⟨
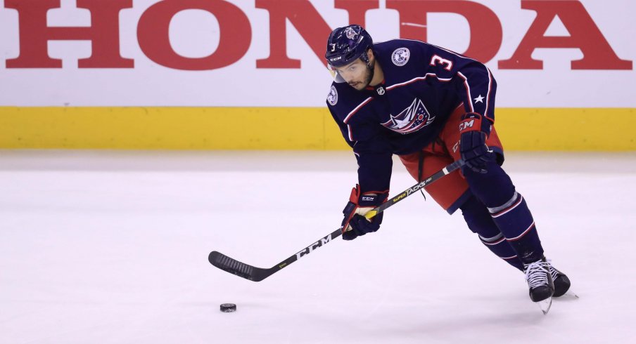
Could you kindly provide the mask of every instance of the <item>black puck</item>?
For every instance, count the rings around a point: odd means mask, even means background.
[[[236,305],[234,303],[222,303],[221,312],[229,313],[231,312],[236,312]]]

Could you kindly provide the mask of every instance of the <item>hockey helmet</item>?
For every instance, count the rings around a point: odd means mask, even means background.
[[[354,24],[338,27],[331,32],[327,39],[324,58],[330,70],[333,67],[342,67],[358,58],[369,63],[367,51],[372,46],[371,35],[360,25]]]

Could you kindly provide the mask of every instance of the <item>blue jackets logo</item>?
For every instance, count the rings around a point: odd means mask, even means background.
[[[422,101],[415,98],[409,107],[398,116],[391,114],[390,119],[382,125],[397,133],[407,134],[421,129],[434,120],[435,116],[428,113]]]
[[[338,91],[336,91],[336,87],[334,87],[333,85],[331,85],[331,88],[329,90],[329,94],[327,95],[327,102],[332,106],[338,102]]]

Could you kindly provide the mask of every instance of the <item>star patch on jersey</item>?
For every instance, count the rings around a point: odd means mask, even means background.
[[[419,131],[434,120],[435,116],[428,113],[422,101],[415,98],[410,106],[398,116],[391,114],[390,119],[382,125],[396,133],[407,134]]]
[[[398,48],[391,55],[391,60],[396,66],[403,66],[409,62],[411,52],[407,48]]]
[[[327,101],[331,105],[335,105],[338,102],[338,91],[336,91],[336,86],[331,85],[331,89],[329,90],[329,94],[327,95]]]

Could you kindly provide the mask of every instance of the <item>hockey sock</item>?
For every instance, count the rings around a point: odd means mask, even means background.
[[[517,257],[516,252],[499,230],[483,203],[471,196],[460,209],[469,228],[479,236],[484,246],[506,263],[523,271],[523,264]]]
[[[464,170],[471,191],[488,207],[497,227],[523,263],[541,259],[543,248],[523,197],[515,191],[512,180],[501,166],[492,161],[487,170],[487,173]]]
[[[527,264],[543,257],[535,221],[521,194],[515,192],[508,202],[488,208],[488,211],[522,262]]]

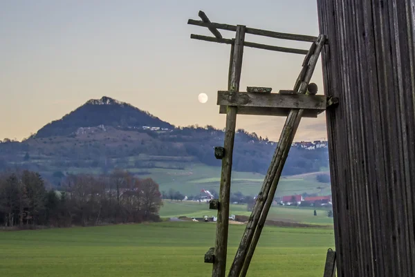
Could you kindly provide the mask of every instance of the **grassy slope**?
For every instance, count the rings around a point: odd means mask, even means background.
[[[129,169],[132,172],[142,171]],[[147,171],[147,170],[146,170]],[[160,184],[160,191],[167,191],[173,188],[186,195],[198,195],[202,189],[219,189],[221,168],[196,164],[185,170],[149,169],[151,177]],[[232,172],[231,191],[241,191],[245,195],[255,195],[262,186],[264,175],[248,172]],[[317,187],[323,187],[317,189]],[[330,194],[330,187],[315,180],[315,173],[305,176],[288,176],[280,179],[276,196],[282,196],[303,193],[321,193]]]
[[[193,202],[165,201],[160,215],[162,217],[179,217],[181,216],[191,217],[203,217],[203,216],[216,216],[216,211],[210,210],[208,204]],[[231,204],[230,214],[239,216],[250,216],[251,212],[246,210],[246,205]],[[301,223],[333,225],[333,218],[327,217],[327,211],[324,209],[317,211],[317,216],[314,216],[314,209],[298,207],[271,207],[268,218],[273,220],[290,221]]]
[[[243,228],[230,227],[228,265]],[[214,233],[194,222],[0,232],[1,276],[210,276]],[[321,276],[333,245],[331,229],[265,227],[249,274]]]

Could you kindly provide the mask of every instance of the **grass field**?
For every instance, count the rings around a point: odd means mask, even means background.
[[[244,226],[230,225],[230,262]],[[210,276],[215,225],[161,222],[0,232],[2,277]],[[323,274],[332,229],[266,227],[248,276]]]
[[[131,172],[142,171],[129,169]],[[202,189],[219,191],[221,167],[194,164],[184,170],[150,169],[146,170],[150,177],[160,184],[160,191],[167,191],[170,188],[185,195],[198,195]],[[317,182],[317,173],[282,177],[278,184],[276,196],[292,194],[320,193],[330,194],[329,184]],[[241,191],[244,195],[255,195],[262,186],[264,175],[249,172],[232,172],[231,191]]]
[[[250,216],[251,212],[246,210],[246,205],[231,204],[230,214]],[[209,209],[208,204],[197,203],[190,201],[176,202],[165,201],[160,211],[161,217],[177,218],[179,216],[203,217],[215,216],[216,211]],[[327,210],[317,210],[314,216],[314,209],[275,207],[270,209],[268,219],[276,221],[287,221],[299,223],[333,225],[333,218],[327,216]]]

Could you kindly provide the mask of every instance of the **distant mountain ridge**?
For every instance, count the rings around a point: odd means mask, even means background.
[[[104,125],[116,128],[157,126],[173,128],[173,125],[133,106],[104,96],[87,101],[62,119],[53,121],[39,129],[33,138],[66,136],[79,128]]]
[[[0,171],[26,169],[55,184],[62,173],[107,173],[116,168],[137,174],[187,173],[196,164],[220,167],[214,148],[223,146],[224,137],[223,130],[212,126],[176,128],[129,104],[103,97],[87,101],[21,142],[0,142]],[[268,138],[237,130],[232,170],[266,174],[275,146]],[[293,144],[282,174],[326,170],[328,158],[326,143]]]

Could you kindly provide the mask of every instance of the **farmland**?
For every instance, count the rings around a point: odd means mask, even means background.
[[[243,225],[230,225],[229,256]],[[215,225],[160,222],[0,232],[1,276],[210,276]],[[320,276],[331,229],[266,227],[248,274]]]
[[[230,214],[248,216],[251,213],[246,209],[246,205],[231,204]],[[314,209],[297,207],[273,207],[270,209],[268,219],[275,221],[333,225],[333,218],[327,216],[327,210],[320,208],[317,210],[317,216],[313,214]],[[160,211],[162,217],[187,216],[201,218],[203,216],[216,216],[216,211],[210,210],[207,203],[198,203],[190,201],[165,201]]]
[[[140,172],[134,169],[133,173]],[[160,184],[160,191],[172,188],[185,195],[197,195],[202,189],[219,191],[221,167],[193,164],[185,169],[150,169],[142,177],[150,177]],[[326,172],[324,172],[326,173]],[[278,184],[277,196],[308,193],[330,194],[329,184],[318,182],[315,176],[319,173],[282,177]],[[255,195],[262,186],[264,175],[249,172],[234,171],[232,175],[232,191],[244,195]]]

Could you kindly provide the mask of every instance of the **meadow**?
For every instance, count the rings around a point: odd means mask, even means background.
[[[245,226],[230,226],[228,265]],[[3,277],[210,276],[214,223],[164,222],[0,232]],[[322,276],[332,229],[266,227],[248,276]]]
[[[196,163],[187,166],[185,169],[149,169],[145,170],[148,173],[140,175],[140,177],[153,178],[160,184],[160,191],[167,191],[172,188],[185,195],[196,195],[202,189],[219,191],[221,169],[220,166],[209,166]],[[133,173],[142,171],[142,169],[133,168],[128,170]],[[315,176],[319,173],[282,177],[276,196],[303,193],[331,194],[329,184],[316,180]],[[240,191],[244,195],[256,195],[261,189],[264,177],[264,175],[256,173],[232,171],[231,191],[234,193]]]
[[[160,211],[160,216],[166,218],[201,218],[203,216],[216,216],[216,211],[209,209],[208,203],[199,203],[192,201],[164,201]],[[231,204],[230,214],[249,216],[246,204]],[[314,209],[298,207],[273,207],[270,208],[267,218],[275,221],[293,222],[299,223],[315,224],[320,225],[332,225],[333,218],[327,216],[327,209],[317,209],[317,216],[314,216]]]

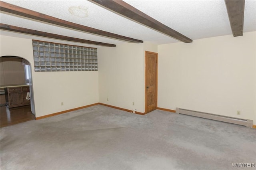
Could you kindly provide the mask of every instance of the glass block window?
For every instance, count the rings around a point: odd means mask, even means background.
[[[33,40],[35,71],[98,70],[97,48]]]

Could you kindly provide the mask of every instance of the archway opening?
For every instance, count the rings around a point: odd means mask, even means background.
[[[3,56],[0,59],[1,127],[34,120],[30,63],[19,56]]]

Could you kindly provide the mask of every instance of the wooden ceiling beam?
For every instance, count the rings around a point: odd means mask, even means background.
[[[99,4],[179,41],[185,43],[192,42],[192,40],[162,24],[122,0],[90,0],[89,1]]]
[[[244,0],[225,0],[225,3],[233,36],[242,36],[244,32]]]
[[[49,33],[48,32],[30,30],[29,29],[16,27],[16,26],[10,26],[10,25],[5,24],[2,23],[1,23],[0,24],[0,28],[1,30],[6,30],[7,31],[18,32],[21,33],[27,34],[28,34],[34,35],[34,36],[40,36],[41,37],[47,37],[48,38],[54,38],[56,39],[62,40],[65,41],[69,41],[76,42],[105,46],[106,47],[114,47],[116,46],[115,44],[112,44],[110,43],[81,39],[80,38],[74,38],[73,37],[68,37],[58,34]]]
[[[120,36],[91,27],[69,22],[36,11],[12,5],[3,1],[0,2],[0,10],[2,11],[4,11],[43,22],[126,42],[135,43],[141,43],[143,42],[143,41],[142,40]]]

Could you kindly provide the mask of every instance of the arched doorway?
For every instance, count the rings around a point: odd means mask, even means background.
[[[1,127],[34,119],[35,112],[30,63],[18,56],[3,56],[0,59]],[[17,90],[14,91],[17,93],[10,93],[11,91],[8,91],[8,88],[10,90]],[[9,102],[10,97],[15,96],[18,96],[20,101],[16,98],[12,99],[11,101],[14,101],[14,103],[18,102],[18,105],[12,105],[13,102]]]

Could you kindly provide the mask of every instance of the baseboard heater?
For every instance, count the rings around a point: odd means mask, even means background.
[[[252,120],[236,118],[235,117],[229,117],[178,108],[176,108],[176,113],[194,116],[209,119],[246,126],[246,127],[251,128],[252,128]]]

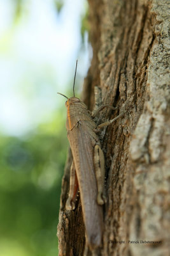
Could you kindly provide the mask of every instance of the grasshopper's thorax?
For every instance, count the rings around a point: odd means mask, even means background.
[[[72,130],[74,125],[80,120],[90,118],[87,106],[78,98],[69,98],[66,102],[67,108],[66,128]]]

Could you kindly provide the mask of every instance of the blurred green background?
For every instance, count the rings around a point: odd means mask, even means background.
[[[92,58],[85,0],[1,0],[0,256],[58,255],[66,99]]]

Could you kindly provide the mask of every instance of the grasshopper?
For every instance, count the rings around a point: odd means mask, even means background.
[[[85,227],[87,244],[91,248],[101,244],[103,231],[103,207],[106,202],[104,191],[104,158],[97,132],[104,126],[113,123],[115,118],[97,125],[93,118],[108,105],[101,106],[93,114],[87,106],[75,97],[74,83],[77,61],[73,83],[73,97],[67,98],[66,129],[73,161],[71,167],[69,197],[66,208],[75,209],[75,201],[79,188],[82,212]]]

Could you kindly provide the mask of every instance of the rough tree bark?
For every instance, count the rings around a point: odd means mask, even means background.
[[[101,102],[118,106],[115,113],[103,110],[99,122],[127,111],[102,133],[108,202],[103,207],[103,244],[93,255],[168,255],[170,3],[89,3],[94,55],[83,100],[92,110],[94,87],[97,86]],[[74,211],[64,208],[71,157],[69,153],[62,181],[58,225],[60,255],[82,255],[85,246],[80,202]],[[86,254],[92,255],[90,252]]]

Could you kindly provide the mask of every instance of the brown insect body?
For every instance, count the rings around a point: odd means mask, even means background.
[[[71,97],[66,102],[66,128],[80,191],[87,243],[100,245],[103,229],[102,206],[97,202],[97,185],[94,164],[94,147],[100,145],[94,131],[97,125],[86,105]]]

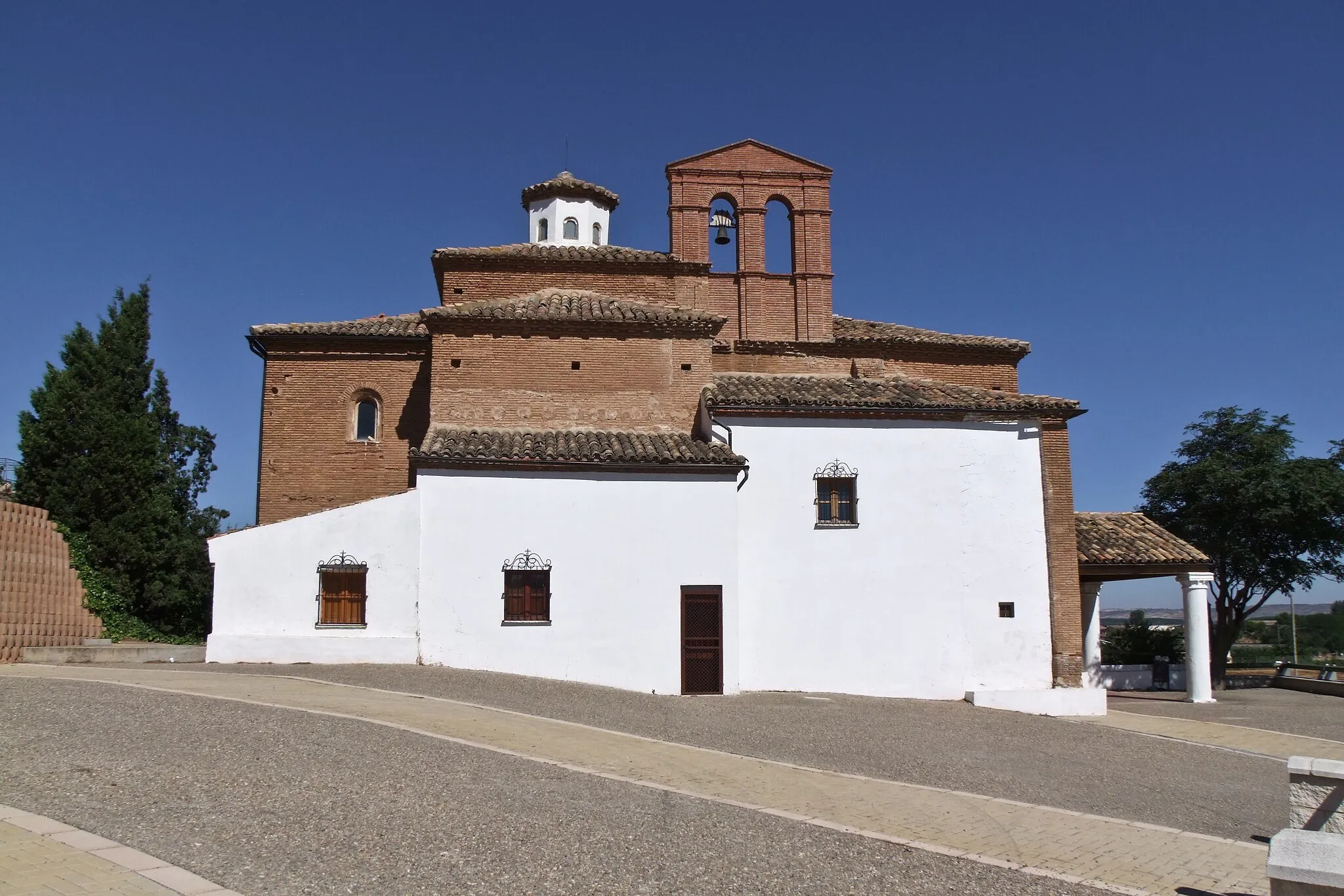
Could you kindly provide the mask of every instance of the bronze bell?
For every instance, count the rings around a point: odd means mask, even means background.
[[[732,242],[728,238],[728,230],[734,227],[734,223],[732,223],[732,215],[730,215],[728,212],[723,211],[714,212],[714,215],[710,218],[710,227],[719,228],[719,232],[714,236],[714,242],[718,243],[719,246],[727,246],[730,242]]]

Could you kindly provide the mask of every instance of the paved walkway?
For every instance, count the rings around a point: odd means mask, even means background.
[[[0,896],[85,893],[239,896],[116,841],[0,806]]]
[[[1341,704],[1344,705],[1344,704]],[[1208,747],[1239,750],[1259,756],[1288,759],[1289,756],[1318,756],[1321,759],[1344,760],[1344,743],[1324,737],[1304,737],[1281,731],[1228,725],[1220,721],[1198,721],[1173,716],[1153,716],[1142,712],[1120,712],[1111,709],[1105,716],[1077,716],[1070,721],[1082,721],[1107,728],[1124,728],[1159,737],[1172,737]]]
[[[1259,844],[739,756],[453,700],[288,676],[175,669],[17,665],[0,668],[0,674],[102,681],[362,719],[1113,892],[1269,892],[1266,849]]]

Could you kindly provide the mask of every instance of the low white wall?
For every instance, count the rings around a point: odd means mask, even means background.
[[[1038,427],[722,422],[751,462],[738,504],[745,689],[1050,688]],[[813,473],[833,459],[859,472],[857,528],[816,528]]]
[[[317,566],[341,551],[368,564],[364,629],[317,627]],[[418,492],[220,535],[210,559],[207,662],[415,662]]]
[[[419,473],[421,656],[632,690],[681,689],[681,586],[723,588],[738,689],[735,477]],[[505,560],[551,562],[551,625],[504,626]]]
[[[1106,690],[1146,690],[1153,686],[1153,666],[1150,664],[1133,665],[1103,665],[1098,666],[1097,686]],[[1185,689],[1185,666],[1172,665],[1169,673],[1168,690]]]

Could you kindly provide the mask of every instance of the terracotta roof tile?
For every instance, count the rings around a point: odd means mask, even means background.
[[[577,199],[591,199],[599,206],[606,208],[616,208],[621,204],[621,197],[613,193],[606,187],[598,187],[586,180],[579,180],[567,171],[562,171],[555,177],[550,180],[543,180],[539,184],[532,184],[523,189],[523,208],[527,208],[530,203],[538,199],[550,199],[551,196],[574,196]]]
[[[1199,548],[1149,520],[1142,513],[1074,513],[1079,563],[1207,564]]]
[[[724,320],[718,314],[676,305],[612,298],[583,289],[543,289],[530,296],[456,302],[421,312],[425,320],[556,321],[652,326],[710,337]]]
[[[411,314],[378,314],[355,321],[325,321],[316,324],[258,324],[253,336],[426,336],[419,312]]]
[[[835,337],[837,343],[899,343],[906,345],[960,345],[966,348],[997,348],[1016,355],[1028,355],[1031,343],[999,336],[962,336],[960,333],[939,333],[938,330],[883,324],[853,317],[835,316]]]
[[[1055,411],[1081,414],[1078,402],[957,386],[910,376],[797,376],[719,373],[706,387],[714,408],[853,408],[918,411]]]
[[[625,246],[583,246],[552,243],[507,243],[504,246],[474,246],[435,249],[433,259],[444,258],[539,258],[546,261],[573,262],[620,262],[626,265],[708,265],[687,262],[671,253],[655,253],[648,249],[628,249]]]
[[[464,463],[601,463],[742,466],[746,459],[722,442],[684,433],[605,430],[505,430],[430,426],[413,458]]]

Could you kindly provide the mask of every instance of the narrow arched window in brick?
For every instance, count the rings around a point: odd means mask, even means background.
[[[352,399],[351,438],[356,442],[376,442],[382,424],[382,404],[378,395],[360,391]]]

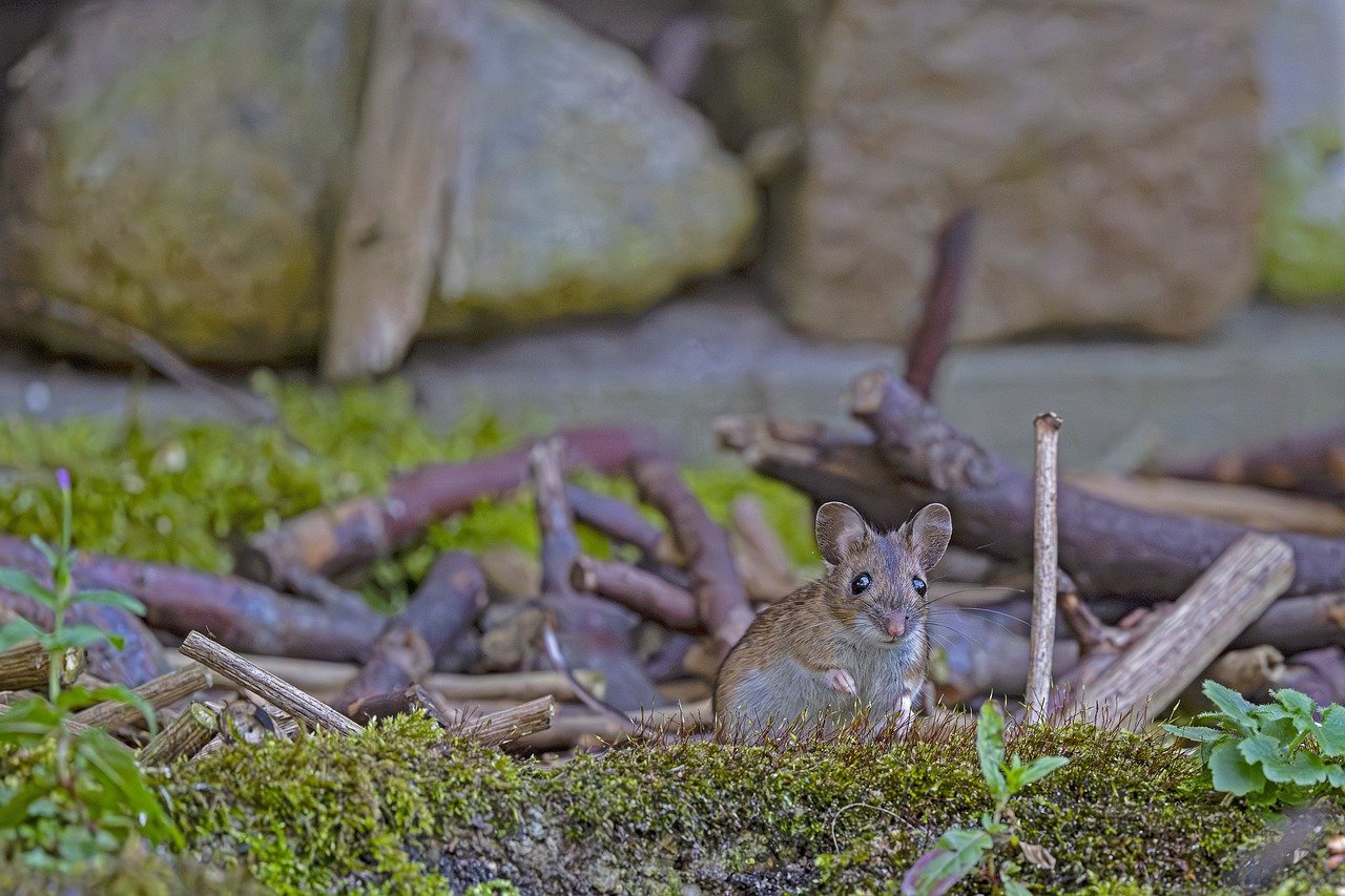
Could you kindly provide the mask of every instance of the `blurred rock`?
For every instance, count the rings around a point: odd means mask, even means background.
[[[360,94],[362,0],[105,0],[11,71],[0,269],[211,362],[311,354]],[[426,328],[643,308],[722,268],[741,167],[628,51],[498,0]],[[441,300],[440,300],[441,299]],[[102,355],[38,323],[62,350]]]
[[[491,9],[426,330],[635,311],[728,265],[755,199],[705,120],[558,13]]]
[[[94,3],[15,69],[4,268],[204,361],[309,351],[363,9]],[[58,348],[78,334],[39,327]]]
[[[725,3],[736,75],[716,118],[761,129],[745,145],[792,126],[803,147],[768,227],[802,330],[905,340],[932,234],[966,206],[982,217],[962,340],[1188,338],[1250,300],[1250,0]],[[772,57],[811,74],[771,77]]]

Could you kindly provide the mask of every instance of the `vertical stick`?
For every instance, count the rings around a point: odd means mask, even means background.
[[[1032,545],[1032,659],[1028,666],[1026,721],[1046,720],[1050,650],[1056,642],[1056,456],[1059,414],[1037,414],[1037,494]]]

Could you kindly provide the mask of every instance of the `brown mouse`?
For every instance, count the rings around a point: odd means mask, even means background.
[[[854,507],[818,509],[826,574],[763,611],[714,682],[721,732],[779,732],[807,713],[831,724],[861,709],[870,725],[905,724],[929,655],[931,569],[952,537],[952,515],[929,505],[892,533]]]

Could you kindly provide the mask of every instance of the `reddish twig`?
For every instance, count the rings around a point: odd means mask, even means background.
[[[924,398],[933,393],[939,361],[952,339],[975,223],[974,209],[959,211],[939,231],[935,242],[935,266],[925,287],[924,313],[907,348],[905,381]]]
[[[444,554],[406,608],[383,627],[374,652],[332,706],[358,720],[352,712],[356,702],[416,685],[484,607],[486,580],[476,561],[461,552]]]
[[[648,449],[636,429],[592,428],[564,435],[566,465],[611,472]],[[284,587],[289,569],[332,576],[385,557],[429,523],[468,510],[480,498],[516,490],[527,480],[527,448],[461,464],[426,464],[393,479],[383,498],[363,496],[286,519],[239,549],[239,574]]]

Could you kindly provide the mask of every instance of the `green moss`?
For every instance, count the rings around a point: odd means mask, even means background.
[[[1345,293],[1345,190],[1330,168],[1341,135],[1307,128],[1271,149],[1262,206],[1262,273],[1270,291],[1305,301]]]
[[[50,535],[59,496],[51,471],[75,479],[75,544],[93,552],[226,572],[227,539],[358,494],[377,494],[389,476],[429,461],[460,461],[516,444],[495,417],[467,408],[448,426],[416,409],[408,383],[317,390],[258,379],[280,408],[284,428],[221,421],[0,418],[0,531]],[[538,421],[539,424],[543,421]],[[543,425],[537,426],[545,429]],[[293,439],[286,436],[286,432]],[[301,443],[301,444],[296,444]],[[798,562],[810,562],[807,500],[738,470],[690,471],[712,515],[724,519],[744,491],[760,496]],[[633,496],[625,480],[590,478],[592,487]],[[607,544],[585,534],[586,549]],[[445,549],[512,544],[531,550],[538,533],[526,494],[480,502],[433,526],[422,544],[375,565],[366,592],[395,607]]]
[[[222,870],[186,857],[128,852],[74,873],[0,865],[0,892],[12,896],[262,896],[266,891],[242,869]]]
[[[1263,831],[1149,739],[1076,725],[1020,732],[1013,751],[1072,760],[1014,803],[1057,860],[1022,872],[1033,892],[1208,892]],[[443,747],[421,718],[221,751],[167,787],[199,858],[281,892],[888,892],[990,807],[960,736],[632,745],[549,767]]]

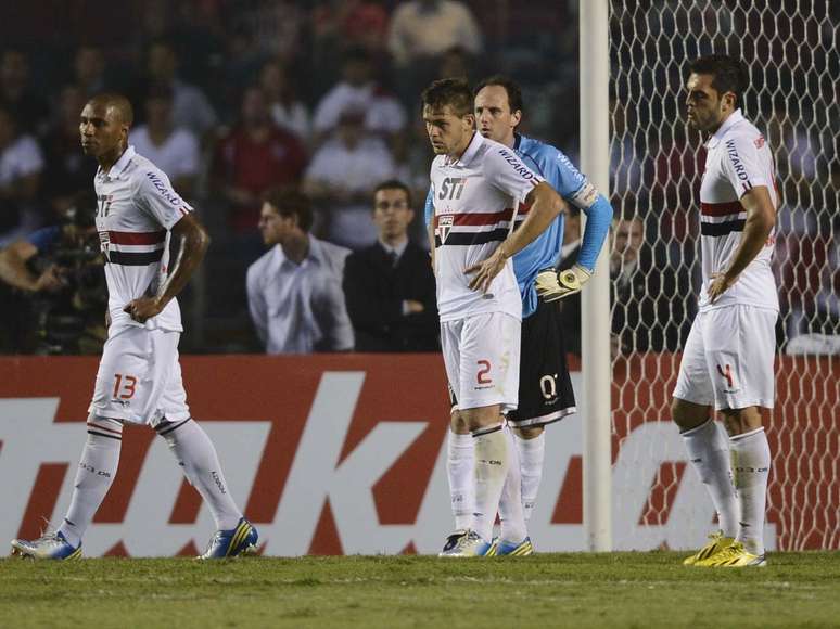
⟩
- _Work to be completed_
Find every line in the rows above that contains the string "brown", and copy each such line in full. Case counts, so a line matches only when the letters agree in case as well.

- _The response_
Could you kindly provide the mask of every instance of the brown insect body?
Could you kindly provide the mask of every instance of the `brown mouse`?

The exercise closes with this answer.